▸ ZU LÖSENDE AUFGABEN
A. Wer hat laut dem Textauszug zur Entscheidung des Verwaltungsgerichtshofs die Revision eingelegt?
B. Setzen Sie den Textauszug zur Entscheidung des Verwaltungsgerichtshofs im Anschluss an seinen letzten Satz fort.

▸ VORLIEGENDER TEXTAUSZUG
******

Der Verwaltungsgerichtshof hat durch den Vorsitzenden Senatspräsident Dr. Schick und den Hofrat Dr. Grünstäudl sowie die Hofrätin Dr. Pollak als Richter, unter Mitwirkung der Schriftführerin Mag. Vitecek, über die Revision des Finanzamts Grieskirchen Wels gegen die Erkenntnisse des Landesverwaltungsgerichts Oberösterreich vom 8. Mai 2018, Zlen. 1. LVwG-301542/36/BMa/PP, 2. LVwG-301543/34/BMa/TK, 3. LVwG-301548/34/BMa/PP, 4. LVwG-301549/34/BMa/PP, 5. LVwG-301550/34/BMa/JB, 6. LVwG-301552/34/BMa/LR, jeweils betreffend Übertretungen des AVRAG, 7. LVwG-301544/34/BMa/JB und 8. LVwG-301545/34/BMa/PP, jeweils betreffend Übertretungen des AÜG (jeweils belangte Behörde vor dem Verwaltungsgericht: Bezirkshauptmannschaft Ried im Innkreis; mitbeteiligte Parteien: 1. E J A (zu 1. bis 5. und 7. bis 8.) und 2. E H A (zu 6.), beide in H, beide vertreten durch die Puttinger Vogl Rechtsanwälte OG in 4910 Ried/Innkreis, Claudistraße 5), zu Recht erkannt:

Spruch

Die angefochtenen Erkenntnisse werden wegen Rechtswidrigkeit des Inhaltes aufgehoben.

******

▸ BEREITGESTELLTE DATEN
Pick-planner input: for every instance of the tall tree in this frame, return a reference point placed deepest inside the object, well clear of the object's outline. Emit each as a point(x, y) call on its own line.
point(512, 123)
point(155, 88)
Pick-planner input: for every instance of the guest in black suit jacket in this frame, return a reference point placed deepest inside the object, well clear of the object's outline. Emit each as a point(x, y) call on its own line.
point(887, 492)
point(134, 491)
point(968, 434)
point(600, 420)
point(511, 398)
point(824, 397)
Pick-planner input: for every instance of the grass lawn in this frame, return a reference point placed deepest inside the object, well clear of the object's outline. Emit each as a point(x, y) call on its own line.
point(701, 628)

******

▸ ANTWORTEN
A. Das Finanzamt Grieskirchen Wels.

B.
Begründung

1        In acht Straferkenntnissen, jeweils vom 7. März 2017, ging die belangte Behörde davon aus, dass zumindest am 15. Juni 2016 die AX und die AY (zwei Gesellschaften mit Sitz in Tschechien und Polen) der A GmbH (Muttergesellschaft der AX und der AY) am Betriebsstandort in R (Oberösterreich) für Transportaufträge insgesamt 134 namentlich angeführte LKW-Fahrer überlassen hätten und somit eine grenzüberschreitende Arbeitskräfteüberlassung der AX und der AY an die A GmbH stattgefunden habe. Sie ging weiters davon aus, beide Mitbeteiligte seien handelsrechtliche Geschäftsführer der A GmbH, der Erstmitbeteiligte sei darüber hinaus jeweils gemäß § 9 Abs. 1 VStG vertretungsbefugtes Organ der AX und der AY.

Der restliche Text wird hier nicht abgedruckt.